# Bajar los dB de una sirena



## J4BIT (May 9, 2020)

Buenas tardes, a ver si me podéis hecha un cable ,quisiera bajar los dB de una sirena de la alarma, ¿como lo puedo hacer para que no suene tan fuerte?¿seria colocando una resistencia en el positivo?

Un saludo


----------



## papirrin (May 9, 2020)

prueba con un potenciometro al positivo como divisor de tension.


----------



## Daniel Lopes (May 9, 2020)

Hola a todos , de pleno acuerdo con Don papirrin lo uso de un potenciometro en série con la bocina es una buena salida donde puedes dosar lo nivel sonoro deseado.
Una segunda opción ( esa no tan técnica) para bajar lo volume generado serias tapar la salida de la bocina con una cinta adesiva plastica.
Seguramente baja consideravelmente  lo volume generado pero con la desvantagen de no si poder ayustar a un nivel deseado.
!Suerte!.
Att,
Daniel Lopes.


----------



## J4BIT (May 9, 2020)

Gracias por vuestras respuestas,no tengo mucha idea de electrónica ¿seria así?


me valdría este tipo de pontenciometro?  OcioDual Embellecedor Boton Rojo + Potenciometro B10K Lineal 10k para Raspberry Knob 16mm: Amazon.es: Electrónica


Un saludo


----------



## papirrin (May 9, 2020)

prueba asi....


----------



## J4BIT (May 9, 2020)

Vale, pediré el potenciómetro y cuando lo monte os cuento!!!
Gracias
Un saludo


----------



## capitanp (May 9, 2020)

prepárate un matafuegos cerca


----------



## DOSMETROS (May 9, 2020)

Yo probaría con 100 Ohms


----------



## capitanp (May 9, 2020)

DOSMETROS dijo:


> Yo probaría con 100 Ohms




mas fuego


----------



## DOSMETROS (May 9, 2020)

100 Ohms en serie


----------



## papirrin (May 9, 2020)

yo probaria con el pote y poner una en serie para limitar... de cuanto?  no se... primero quemaría al pote si no funciona y llamaría a los bomberos para no desperdiciar un extinguidor  

justo estoy haciendo un proyecto con una camara y le puse una sirena como la de la imagen (proyecto de timbre) le puse un pote de 1K justo como el diagrama que puse y ....

suspendan la llamada al 911, si funciona como digo.

si hay desconfianza pongo foto o video, preferentemente poner el pote al 50% para ajustar el sonido, no calienta el pote ni nada.

- [TAREAS]
1 - Reescribe el hilo sobre la sirena empezando por "Hola a todos" y siguiendo hasta "Daniel Lopes.", pero pon "sirena" en lugar de "bocina".
2 - Saca de las entradas todas las líneas que lleven la cadena "every" y cópialas. Distingue entre mayúsculas y minúsculas.

- [ENTRADAS EXTRAÍDAS]
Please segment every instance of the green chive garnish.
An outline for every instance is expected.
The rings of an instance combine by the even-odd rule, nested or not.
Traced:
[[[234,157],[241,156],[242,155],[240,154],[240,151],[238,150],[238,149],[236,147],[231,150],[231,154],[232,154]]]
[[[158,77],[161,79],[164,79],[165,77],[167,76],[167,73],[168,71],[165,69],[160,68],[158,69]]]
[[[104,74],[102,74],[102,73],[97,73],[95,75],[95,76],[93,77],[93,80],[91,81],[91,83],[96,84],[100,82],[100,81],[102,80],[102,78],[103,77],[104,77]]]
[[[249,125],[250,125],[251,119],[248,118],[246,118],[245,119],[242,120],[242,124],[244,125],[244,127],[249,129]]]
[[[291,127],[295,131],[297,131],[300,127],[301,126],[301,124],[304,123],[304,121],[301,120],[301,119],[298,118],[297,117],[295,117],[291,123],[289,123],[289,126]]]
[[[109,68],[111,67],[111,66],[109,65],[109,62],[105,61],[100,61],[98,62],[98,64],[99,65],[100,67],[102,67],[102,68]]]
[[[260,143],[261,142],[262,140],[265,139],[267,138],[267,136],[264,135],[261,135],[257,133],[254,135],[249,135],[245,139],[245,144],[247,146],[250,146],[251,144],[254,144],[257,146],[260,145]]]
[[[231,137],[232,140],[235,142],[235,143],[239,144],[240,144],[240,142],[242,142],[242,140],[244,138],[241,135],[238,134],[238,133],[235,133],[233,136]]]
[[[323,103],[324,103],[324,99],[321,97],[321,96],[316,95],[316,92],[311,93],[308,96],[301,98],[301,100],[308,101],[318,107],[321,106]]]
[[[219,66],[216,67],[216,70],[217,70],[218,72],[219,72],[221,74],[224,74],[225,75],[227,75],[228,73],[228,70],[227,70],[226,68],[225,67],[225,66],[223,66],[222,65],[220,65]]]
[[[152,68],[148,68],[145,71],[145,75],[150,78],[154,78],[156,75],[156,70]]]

- [RESPUESTAS]
1 -
Hola a todos , de pleno acuerdo con Don papirrin lo uso de un potenciometro en série con la sirena es una buena salida donde puedes dosar lo nivel sonoro deseado.
Una segunda opción ( esa no tan técnica) para bajar lo volume generado serias tapar la salida de la sirena con una cinta adesiva plastica.
Seguramente baja consideravelmente  lo volume generado pero con la desvantagen de no si poder ayustar a un nivel deseado.
!Suerte!.
Att,
Daniel Lopes.

2 -
Please segment every instance of the green chive garnish.
An outline for every instance is expected.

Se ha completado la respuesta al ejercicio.